┌─ Material provided

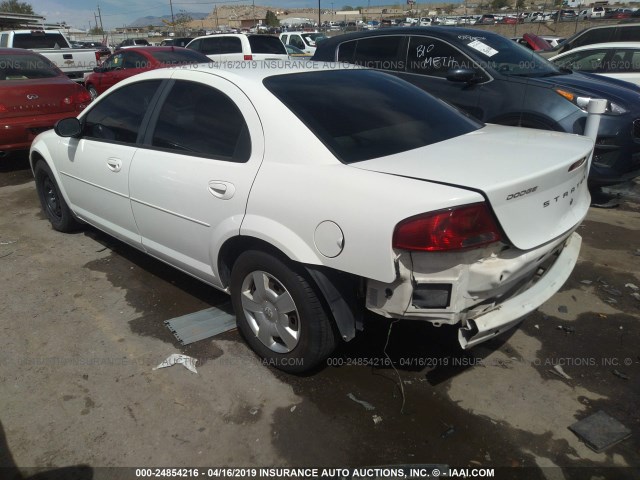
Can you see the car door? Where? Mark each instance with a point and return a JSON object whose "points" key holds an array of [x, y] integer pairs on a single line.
{"points": [[191, 181], [109, 72], [95, 171]]}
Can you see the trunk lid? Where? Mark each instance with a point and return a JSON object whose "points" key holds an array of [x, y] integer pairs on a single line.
{"points": [[22, 98], [533, 180]]}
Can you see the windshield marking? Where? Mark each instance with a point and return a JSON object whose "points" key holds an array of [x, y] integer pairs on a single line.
{"points": [[483, 48]]}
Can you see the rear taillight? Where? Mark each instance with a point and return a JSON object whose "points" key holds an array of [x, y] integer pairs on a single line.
{"points": [[456, 228], [80, 99]]}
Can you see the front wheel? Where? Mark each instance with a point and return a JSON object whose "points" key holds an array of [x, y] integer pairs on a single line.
{"points": [[52, 201], [92, 92], [279, 313]]}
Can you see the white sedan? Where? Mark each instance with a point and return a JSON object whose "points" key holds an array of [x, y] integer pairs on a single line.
{"points": [[619, 60], [376, 196]]}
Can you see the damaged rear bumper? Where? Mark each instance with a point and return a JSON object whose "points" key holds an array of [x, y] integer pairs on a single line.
{"points": [[484, 292], [510, 313]]}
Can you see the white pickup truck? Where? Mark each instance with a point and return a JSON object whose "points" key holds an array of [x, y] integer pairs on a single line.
{"points": [[74, 62]]}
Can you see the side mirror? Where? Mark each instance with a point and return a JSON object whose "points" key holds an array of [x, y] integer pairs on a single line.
{"points": [[68, 127], [465, 75]]}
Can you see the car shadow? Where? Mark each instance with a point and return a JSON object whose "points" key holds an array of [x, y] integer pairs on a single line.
{"points": [[10, 471]]}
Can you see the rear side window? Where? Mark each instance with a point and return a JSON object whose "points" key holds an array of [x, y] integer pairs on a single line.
{"points": [[39, 40], [25, 66], [380, 52], [118, 116], [433, 57], [210, 46], [628, 34], [230, 45], [347, 51], [267, 44], [199, 120], [598, 35], [178, 57], [364, 114]]}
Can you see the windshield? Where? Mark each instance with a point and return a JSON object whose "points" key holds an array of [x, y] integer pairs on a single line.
{"points": [[179, 57], [364, 114], [508, 57], [312, 38]]}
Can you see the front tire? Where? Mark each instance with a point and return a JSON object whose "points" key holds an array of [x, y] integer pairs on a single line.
{"points": [[52, 201], [92, 92], [279, 314]]}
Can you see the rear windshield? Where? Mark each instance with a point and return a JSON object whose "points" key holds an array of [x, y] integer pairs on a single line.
{"points": [[179, 57], [266, 44], [39, 40], [25, 67], [364, 114]]}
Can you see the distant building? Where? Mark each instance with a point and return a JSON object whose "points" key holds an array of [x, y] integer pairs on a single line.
{"points": [[12, 21]]}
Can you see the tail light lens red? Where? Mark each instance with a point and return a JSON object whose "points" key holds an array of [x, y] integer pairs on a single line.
{"points": [[80, 99], [458, 228]]}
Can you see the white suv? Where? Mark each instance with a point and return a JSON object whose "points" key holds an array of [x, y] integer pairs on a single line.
{"points": [[237, 46]]}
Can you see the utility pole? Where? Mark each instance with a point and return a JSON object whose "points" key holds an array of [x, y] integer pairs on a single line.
{"points": [[173, 21], [100, 17]]}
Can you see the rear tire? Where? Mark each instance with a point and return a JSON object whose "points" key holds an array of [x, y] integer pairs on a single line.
{"points": [[52, 201], [279, 313]]}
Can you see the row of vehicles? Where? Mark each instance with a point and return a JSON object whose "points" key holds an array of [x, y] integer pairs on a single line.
{"points": [[191, 165]]}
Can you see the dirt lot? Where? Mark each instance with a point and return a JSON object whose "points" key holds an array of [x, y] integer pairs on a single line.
{"points": [[81, 328]]}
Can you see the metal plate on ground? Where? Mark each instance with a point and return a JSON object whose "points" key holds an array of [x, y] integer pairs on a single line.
{"points": [[203, 324], [600, 431]]}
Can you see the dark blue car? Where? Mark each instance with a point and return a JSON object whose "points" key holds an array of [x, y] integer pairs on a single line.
{"points": [[498, 81]]}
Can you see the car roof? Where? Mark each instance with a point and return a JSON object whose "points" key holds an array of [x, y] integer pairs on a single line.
{"points": [[607, 45], [440, 30], [244, 77]]}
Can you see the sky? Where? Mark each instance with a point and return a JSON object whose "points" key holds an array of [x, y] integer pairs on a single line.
{"points": [[117, 13]]}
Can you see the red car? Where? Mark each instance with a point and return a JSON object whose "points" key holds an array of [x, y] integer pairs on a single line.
{"points": [[34, 95], [131, 61]]}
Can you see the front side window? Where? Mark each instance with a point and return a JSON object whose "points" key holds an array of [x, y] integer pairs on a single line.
{"points": [[266, 44], [117, 117], [134, 60], [433, 57], [210, 46], [199, 120]]}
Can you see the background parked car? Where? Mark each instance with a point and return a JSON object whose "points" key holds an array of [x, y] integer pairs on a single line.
{"points": [[176, 42], [619, 60], [239, 46], [131, 61], [212, 183], [305, 41], [34, 95], [296, 52], [134, 42], [498, 81], [622, 32]]}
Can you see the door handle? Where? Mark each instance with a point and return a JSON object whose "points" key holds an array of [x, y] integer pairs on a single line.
{"points": [[114, 164], [222, 190]]}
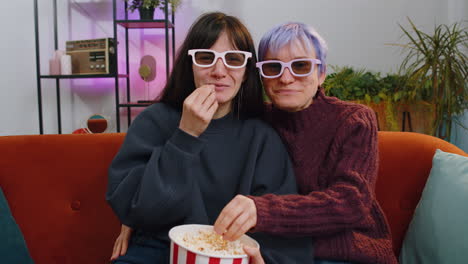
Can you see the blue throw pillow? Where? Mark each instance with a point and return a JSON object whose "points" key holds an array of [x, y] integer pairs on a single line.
{"points": [[438, 232], [12, 245]]}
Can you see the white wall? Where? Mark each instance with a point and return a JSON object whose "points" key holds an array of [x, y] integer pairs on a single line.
{"points": [[357, 32]]}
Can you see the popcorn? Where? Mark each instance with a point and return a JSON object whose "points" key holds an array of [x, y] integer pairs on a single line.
{"points": [[208, 242]]}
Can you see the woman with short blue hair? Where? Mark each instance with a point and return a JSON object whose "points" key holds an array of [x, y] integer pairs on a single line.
{"points": [[334, 149]]}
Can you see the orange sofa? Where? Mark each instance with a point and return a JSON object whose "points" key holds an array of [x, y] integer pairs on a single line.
{"points": [[55, 186]]}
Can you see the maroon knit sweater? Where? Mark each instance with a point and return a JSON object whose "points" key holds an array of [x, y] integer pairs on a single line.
{"points": [[333, 146]]}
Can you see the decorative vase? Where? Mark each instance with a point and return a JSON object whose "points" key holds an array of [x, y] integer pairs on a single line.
{"points": [[146, 13]]}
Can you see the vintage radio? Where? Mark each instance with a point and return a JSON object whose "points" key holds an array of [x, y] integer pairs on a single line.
{"points": [[92, 56]]}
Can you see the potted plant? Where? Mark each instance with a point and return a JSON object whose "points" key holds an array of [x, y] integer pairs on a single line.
{"points": [[437, 72], [147, 7]]}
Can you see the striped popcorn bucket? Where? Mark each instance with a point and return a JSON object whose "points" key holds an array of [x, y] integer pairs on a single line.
{"points": [[182, 255]]}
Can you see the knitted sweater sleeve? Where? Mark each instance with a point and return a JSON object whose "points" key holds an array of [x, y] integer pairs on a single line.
{"points": [[150, 175], [347, 200]]}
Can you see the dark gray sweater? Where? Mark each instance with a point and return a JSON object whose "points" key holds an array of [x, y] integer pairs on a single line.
{"points": [[163, 177]]}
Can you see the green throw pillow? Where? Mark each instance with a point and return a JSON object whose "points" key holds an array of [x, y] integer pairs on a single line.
{"points": [[438, 232], [12, 245]]}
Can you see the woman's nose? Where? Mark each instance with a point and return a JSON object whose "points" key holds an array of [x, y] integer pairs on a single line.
{"points": [[219, 69], [286, 77]]}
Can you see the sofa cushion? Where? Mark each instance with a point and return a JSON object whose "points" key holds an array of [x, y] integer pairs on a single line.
{"points": [[12, 245], [438, 232]]}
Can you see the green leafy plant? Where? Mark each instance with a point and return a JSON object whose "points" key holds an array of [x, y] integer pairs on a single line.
{"points": [[437, 72], [347, 83], [148, 4]]}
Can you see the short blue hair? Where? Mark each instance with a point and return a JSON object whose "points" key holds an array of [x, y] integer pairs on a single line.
{"points": [[286, 33]]}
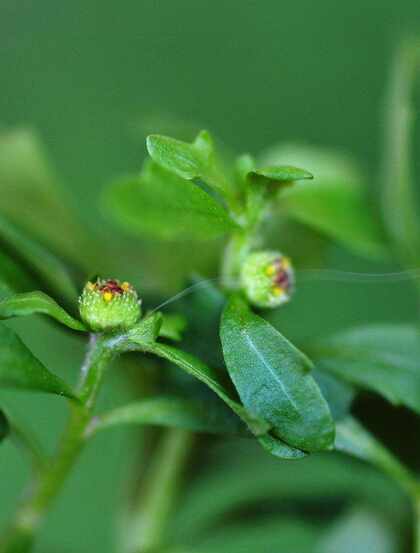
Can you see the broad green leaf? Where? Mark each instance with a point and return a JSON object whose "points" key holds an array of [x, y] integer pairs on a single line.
{"points": [[381, 358], [360, 531], [4, 426], [271, 535], [19, 368], [49, 269], [46, 212], [335, 202], [173, 326], [196, 160], [284, 174], [352, 438], [205, 374], [162, 205], [273, 379], [176, 412], [399, 201], [37, 302]]}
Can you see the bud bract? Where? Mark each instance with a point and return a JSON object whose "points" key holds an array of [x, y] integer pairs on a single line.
{"points": [[109, 305], [267, 278]]}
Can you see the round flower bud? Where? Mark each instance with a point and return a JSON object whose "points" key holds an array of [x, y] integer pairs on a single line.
{"points": [[267, 278], [109, 305]]}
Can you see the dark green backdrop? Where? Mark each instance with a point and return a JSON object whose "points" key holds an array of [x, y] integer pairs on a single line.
{"points": [[94, 77]]}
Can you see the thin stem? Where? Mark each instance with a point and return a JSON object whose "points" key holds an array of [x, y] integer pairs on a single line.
{"points": [[416, 509], [147, 526], [33, 510]]}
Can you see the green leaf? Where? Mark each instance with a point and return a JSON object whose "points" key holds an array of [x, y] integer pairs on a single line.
{"points": [[381, 358], [273, 379], [339, 394], [278, 448], [353, 439], [19, 368], [399, 199], [49, 269], [176, 412], [334, 203], [205, 374], [37, 302], [145, 333], [284, 174], [173, 327], [189, 161], [163, 205], [4, 426]]}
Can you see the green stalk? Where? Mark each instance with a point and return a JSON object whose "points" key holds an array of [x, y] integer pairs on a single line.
{"points": [[146, 531], [20, 537], [416, 509]]}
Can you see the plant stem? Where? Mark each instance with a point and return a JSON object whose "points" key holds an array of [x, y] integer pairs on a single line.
{"points": [[21, 534], [146, 533], [416, 509]]}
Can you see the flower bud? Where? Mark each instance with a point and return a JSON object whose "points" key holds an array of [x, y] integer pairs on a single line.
{"points": [[109, 305], [267, 278]]}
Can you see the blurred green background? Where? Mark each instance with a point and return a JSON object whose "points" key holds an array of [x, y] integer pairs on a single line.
{"points": [[93, 78]]}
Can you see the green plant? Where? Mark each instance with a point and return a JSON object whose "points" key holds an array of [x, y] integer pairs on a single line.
{"points": [[258, 385]]}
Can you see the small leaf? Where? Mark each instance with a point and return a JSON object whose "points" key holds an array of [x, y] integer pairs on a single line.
{"points": [[163, 205], [4, 426], [176, 412], [145, 332], [339, 394], [381, 358], [49, 269], [199, 370], [273, 379], [278, 448], [335, 202], [284, 174], [173, 327], [189, 161], [19, 368], [181, 158], [37, 302], [352, 438]]}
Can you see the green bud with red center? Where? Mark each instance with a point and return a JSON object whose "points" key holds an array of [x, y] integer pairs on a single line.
{"points": [[267, 278], [109, 305]]}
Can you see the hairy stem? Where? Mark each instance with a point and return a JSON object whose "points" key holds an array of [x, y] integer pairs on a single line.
{"points": [[147, 526], [39, 498]]}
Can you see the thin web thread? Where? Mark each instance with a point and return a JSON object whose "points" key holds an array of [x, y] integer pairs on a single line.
{"points": [[307, 275]]}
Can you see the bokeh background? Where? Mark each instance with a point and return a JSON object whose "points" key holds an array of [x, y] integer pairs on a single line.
{"points": [[93, 78]]}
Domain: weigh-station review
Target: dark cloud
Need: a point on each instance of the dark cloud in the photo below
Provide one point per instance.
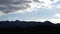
(51, 0)
(8, 6)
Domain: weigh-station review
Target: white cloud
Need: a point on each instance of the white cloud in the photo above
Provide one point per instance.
(27, 5)
(57, 15)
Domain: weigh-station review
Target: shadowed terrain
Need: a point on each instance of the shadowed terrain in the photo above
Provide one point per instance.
(25, 26)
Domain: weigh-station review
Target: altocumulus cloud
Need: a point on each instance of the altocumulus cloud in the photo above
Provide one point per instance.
(16, 6)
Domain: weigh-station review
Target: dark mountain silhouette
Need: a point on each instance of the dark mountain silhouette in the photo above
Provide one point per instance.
(28, 26)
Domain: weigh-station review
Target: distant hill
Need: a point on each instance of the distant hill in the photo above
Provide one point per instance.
(25, 26)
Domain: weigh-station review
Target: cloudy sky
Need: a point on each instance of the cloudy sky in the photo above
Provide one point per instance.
(30, 10)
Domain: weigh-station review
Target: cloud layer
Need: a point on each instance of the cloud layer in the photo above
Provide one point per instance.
(16, 6)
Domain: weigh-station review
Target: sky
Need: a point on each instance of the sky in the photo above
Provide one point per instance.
(30, 10)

└─

▸ Work required
From the entries above, extract every line where the word "altocumulus" appears.

▸ Answer area
Target: altocumulus cloud
Need: a point on each instance of the altocumulus cloud in the photo above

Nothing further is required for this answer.